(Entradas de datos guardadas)
•••••
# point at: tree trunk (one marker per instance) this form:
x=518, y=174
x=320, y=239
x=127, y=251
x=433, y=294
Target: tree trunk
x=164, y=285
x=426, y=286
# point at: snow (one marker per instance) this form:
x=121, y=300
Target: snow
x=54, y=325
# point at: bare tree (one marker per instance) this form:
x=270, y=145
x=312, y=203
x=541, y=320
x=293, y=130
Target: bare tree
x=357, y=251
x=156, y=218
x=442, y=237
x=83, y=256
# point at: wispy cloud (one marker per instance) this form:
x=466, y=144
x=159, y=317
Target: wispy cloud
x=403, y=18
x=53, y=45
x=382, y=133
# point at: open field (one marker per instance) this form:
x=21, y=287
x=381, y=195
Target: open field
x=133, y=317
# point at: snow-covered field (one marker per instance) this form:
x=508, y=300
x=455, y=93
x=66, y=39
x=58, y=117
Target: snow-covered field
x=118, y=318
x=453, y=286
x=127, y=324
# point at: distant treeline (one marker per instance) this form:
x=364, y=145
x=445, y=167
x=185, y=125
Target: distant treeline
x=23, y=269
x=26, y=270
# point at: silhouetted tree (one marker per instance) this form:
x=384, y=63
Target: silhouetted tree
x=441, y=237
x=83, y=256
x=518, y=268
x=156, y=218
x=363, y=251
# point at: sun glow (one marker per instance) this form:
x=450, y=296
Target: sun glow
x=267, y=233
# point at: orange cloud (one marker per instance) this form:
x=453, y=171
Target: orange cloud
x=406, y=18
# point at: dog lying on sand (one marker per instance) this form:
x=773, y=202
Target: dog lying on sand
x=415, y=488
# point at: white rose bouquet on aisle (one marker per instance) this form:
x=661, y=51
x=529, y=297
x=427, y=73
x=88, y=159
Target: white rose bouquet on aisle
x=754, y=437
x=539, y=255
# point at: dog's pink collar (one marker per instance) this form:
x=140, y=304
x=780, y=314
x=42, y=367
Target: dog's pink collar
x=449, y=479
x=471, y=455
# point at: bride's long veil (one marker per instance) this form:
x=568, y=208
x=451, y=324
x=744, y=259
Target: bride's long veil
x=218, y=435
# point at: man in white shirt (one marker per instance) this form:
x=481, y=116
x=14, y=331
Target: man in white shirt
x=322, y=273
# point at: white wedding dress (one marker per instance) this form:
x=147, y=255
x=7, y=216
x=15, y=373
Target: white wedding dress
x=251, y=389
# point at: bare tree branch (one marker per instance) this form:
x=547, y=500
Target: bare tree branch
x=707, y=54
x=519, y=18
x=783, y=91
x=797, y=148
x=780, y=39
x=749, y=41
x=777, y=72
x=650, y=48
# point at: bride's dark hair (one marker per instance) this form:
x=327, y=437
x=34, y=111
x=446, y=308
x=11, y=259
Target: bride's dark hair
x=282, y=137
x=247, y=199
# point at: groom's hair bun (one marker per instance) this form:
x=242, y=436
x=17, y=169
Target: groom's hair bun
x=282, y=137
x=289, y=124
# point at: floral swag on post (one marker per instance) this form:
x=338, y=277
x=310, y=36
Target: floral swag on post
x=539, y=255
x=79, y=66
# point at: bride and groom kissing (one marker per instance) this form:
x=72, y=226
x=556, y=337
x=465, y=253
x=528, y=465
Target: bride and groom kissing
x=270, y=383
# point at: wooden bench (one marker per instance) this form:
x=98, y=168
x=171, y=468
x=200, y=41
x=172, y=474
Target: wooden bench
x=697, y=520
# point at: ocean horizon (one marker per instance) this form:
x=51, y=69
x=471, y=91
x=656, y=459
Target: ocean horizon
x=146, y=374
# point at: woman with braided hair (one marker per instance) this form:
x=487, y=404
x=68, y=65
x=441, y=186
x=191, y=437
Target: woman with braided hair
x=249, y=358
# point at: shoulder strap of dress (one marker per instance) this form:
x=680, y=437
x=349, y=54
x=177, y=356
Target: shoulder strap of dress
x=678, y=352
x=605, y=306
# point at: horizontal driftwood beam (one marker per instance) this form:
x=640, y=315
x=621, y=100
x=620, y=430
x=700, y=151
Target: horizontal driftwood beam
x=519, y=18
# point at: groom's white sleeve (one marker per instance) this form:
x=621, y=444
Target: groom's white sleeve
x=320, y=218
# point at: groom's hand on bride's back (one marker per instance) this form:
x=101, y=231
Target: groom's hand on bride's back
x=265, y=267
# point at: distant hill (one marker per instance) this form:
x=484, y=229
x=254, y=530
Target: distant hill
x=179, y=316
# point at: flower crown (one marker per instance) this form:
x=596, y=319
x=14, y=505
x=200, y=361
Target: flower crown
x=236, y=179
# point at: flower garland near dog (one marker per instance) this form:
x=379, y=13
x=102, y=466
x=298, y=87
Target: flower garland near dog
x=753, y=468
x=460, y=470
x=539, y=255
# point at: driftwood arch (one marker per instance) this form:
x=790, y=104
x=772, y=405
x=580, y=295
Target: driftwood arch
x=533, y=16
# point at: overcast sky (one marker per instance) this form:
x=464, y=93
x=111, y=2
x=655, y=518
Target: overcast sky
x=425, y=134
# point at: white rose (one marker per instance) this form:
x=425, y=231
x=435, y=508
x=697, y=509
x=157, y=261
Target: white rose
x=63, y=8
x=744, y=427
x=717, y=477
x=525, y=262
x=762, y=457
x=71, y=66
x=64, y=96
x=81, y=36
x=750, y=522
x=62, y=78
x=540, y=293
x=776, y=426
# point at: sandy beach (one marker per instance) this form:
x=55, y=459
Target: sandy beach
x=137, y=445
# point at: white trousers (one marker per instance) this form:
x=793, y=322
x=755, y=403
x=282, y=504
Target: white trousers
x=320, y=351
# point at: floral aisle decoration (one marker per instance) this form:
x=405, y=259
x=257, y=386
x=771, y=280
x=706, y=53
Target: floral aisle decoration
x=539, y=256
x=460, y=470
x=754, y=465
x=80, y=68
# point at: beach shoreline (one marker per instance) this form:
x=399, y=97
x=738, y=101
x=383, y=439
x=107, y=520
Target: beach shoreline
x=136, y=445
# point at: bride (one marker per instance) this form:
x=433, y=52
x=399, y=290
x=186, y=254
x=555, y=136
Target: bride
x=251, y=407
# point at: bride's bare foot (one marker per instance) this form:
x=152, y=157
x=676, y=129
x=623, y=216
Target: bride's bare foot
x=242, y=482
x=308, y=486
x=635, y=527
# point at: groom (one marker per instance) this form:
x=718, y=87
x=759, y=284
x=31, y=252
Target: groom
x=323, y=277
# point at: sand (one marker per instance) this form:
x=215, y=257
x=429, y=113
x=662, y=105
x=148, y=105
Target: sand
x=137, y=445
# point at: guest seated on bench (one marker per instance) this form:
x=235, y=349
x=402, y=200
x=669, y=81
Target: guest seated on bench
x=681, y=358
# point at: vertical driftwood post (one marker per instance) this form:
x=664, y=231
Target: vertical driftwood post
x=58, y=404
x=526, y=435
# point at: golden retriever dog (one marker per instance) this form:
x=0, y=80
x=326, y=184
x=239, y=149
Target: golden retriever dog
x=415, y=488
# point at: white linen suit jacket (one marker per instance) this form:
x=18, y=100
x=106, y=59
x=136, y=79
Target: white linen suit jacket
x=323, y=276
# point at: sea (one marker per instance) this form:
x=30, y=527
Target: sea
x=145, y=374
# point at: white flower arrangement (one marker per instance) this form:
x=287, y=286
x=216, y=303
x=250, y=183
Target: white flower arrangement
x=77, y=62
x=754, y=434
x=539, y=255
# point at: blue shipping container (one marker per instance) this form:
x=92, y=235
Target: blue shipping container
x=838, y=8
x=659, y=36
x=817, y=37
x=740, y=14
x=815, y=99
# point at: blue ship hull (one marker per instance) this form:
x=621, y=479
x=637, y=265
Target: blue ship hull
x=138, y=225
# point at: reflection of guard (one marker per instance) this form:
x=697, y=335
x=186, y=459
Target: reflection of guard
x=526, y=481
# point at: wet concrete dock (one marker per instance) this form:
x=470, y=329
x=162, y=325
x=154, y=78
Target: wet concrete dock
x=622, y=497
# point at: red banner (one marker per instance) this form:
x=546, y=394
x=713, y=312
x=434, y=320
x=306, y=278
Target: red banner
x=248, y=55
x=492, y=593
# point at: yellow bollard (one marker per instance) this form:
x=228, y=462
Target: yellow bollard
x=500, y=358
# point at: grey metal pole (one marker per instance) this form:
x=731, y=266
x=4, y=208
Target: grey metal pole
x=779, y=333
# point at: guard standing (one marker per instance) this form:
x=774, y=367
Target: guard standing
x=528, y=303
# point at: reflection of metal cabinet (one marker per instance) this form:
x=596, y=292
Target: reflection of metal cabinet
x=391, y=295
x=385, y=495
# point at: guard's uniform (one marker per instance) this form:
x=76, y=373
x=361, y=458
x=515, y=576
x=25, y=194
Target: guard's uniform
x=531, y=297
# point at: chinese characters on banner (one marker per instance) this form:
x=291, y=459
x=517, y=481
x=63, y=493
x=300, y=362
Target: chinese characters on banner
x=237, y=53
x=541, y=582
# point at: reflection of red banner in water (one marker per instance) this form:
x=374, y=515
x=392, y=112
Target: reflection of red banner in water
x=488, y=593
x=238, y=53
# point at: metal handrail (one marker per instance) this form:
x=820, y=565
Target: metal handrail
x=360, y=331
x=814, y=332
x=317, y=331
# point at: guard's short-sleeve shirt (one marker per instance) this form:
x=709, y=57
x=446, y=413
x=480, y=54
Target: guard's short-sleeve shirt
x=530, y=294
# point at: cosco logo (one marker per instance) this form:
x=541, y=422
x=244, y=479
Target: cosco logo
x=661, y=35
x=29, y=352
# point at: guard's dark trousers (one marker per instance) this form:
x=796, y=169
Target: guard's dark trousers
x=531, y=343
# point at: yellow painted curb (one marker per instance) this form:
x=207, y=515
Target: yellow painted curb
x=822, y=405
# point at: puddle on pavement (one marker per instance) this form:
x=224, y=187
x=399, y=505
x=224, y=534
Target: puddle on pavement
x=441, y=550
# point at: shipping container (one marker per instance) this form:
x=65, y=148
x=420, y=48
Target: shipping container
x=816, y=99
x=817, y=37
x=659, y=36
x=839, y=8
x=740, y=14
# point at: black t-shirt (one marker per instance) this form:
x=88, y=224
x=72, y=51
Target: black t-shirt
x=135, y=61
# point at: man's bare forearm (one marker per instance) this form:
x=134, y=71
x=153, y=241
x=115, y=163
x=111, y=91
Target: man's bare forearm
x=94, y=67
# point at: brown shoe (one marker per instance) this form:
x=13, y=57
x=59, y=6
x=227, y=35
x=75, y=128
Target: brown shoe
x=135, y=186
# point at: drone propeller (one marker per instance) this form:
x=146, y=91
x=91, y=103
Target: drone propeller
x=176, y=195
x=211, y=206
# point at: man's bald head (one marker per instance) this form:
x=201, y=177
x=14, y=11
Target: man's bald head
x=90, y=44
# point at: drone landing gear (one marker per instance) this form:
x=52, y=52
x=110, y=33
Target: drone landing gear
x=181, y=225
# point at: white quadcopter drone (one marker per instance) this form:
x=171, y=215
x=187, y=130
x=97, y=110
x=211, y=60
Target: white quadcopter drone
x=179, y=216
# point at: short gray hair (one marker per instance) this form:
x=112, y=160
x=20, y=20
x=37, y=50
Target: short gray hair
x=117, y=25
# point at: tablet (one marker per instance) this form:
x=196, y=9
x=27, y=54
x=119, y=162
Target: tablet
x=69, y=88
•••••
Modifica las líneas del material desde el comienzo hasta la línea que contiene "x=218, y=435", ambas incluidas. Sustituye "Target" por "Objetivo" y deja intacto todo lo demás.

# point at: tree trunk (one marker per instance) this form:
x=518, y=174
x=320, y=239
x=127, y=251
x=433, y=294
Objetivo: tree trunk
x=164, y=285
x=426, y=286
# point at: snow (one marker per instance) this form:
x=121, y=300
Objetivo: snow
x=54, y=325
# point at: bare tree (one marker per instance) this form:
x=270, y=145
x=312, y=203
x=541, y=320
x=293, y=130
Objetivo: bare tree
x=357, y=251
x=156, y=218
x=442, y=237
x=83, y=256
# point at: wispy cloud (one marker per instance) this form:
x=466, y=144
x=159, y=317
Objetivo: wispy cloud
x=403, y=18
x=53, y=45
x=382, y=133
# point at: open field (one marker per instance) this form:
x=21, y=287
x=381, y=195
Objetivo: open field
x=133, y=317
# point at: snow-covered field (one marker per instance) this form:
x=508, y=300
x=455, y=93
x=66, y=39
x=58, y=117
Objetivo: snow-covered field
x=118, y=318
x=453, y=286
x=127, y=324
# point at: distant treeline (one marker per instance) this form:
x=364, y=145
x=445, y=167
x=185, y=125
Objetivo: distant treeline
x=23, y=269
x=26, y=270
# point at: silhouetted tree (one marker per instance) this form:
x=384, y=63
Objetivo: silhouetted tree
x=441, y=237
x=83, y=256
x=518, y=268
x=156, y=218
x=363, y=251
# point at: sun glow (one marker per instance) this form:
x=450, y=296
Objetivo: sun glow
x=267, y=233
# point at: orange cloud (one marker per instance) this form:
x=453, y=171
Objetivo: orange cloud
x=406, y=18
# point at: dog lying on sand (one marker per instance) this form:
x=773, y=202
Objetivo: dog lying on sand
x=415, y=488
# point at: white rose bouquet on aisle (one marker per instance) this form:
x=661, y=51
x=529, y=297
x=427, y=73
x=88, y=159
Objetivo: white rose bouquet on aisle
x=754, y=437
x=539, y=255
# point at: dog's pink collar (one marker per instance) this form:
x=140, y=304
x=780, y=314
x=42, y=367
Objetivo: dog's pink collar
x=449, y=479
x=471, y=455
# point at: bride's long veil (one marker per instance) this form:
x=568, y=208
x=451, y=324
x=744, y=259
Objetivo: bride's long veil
x=218, y=435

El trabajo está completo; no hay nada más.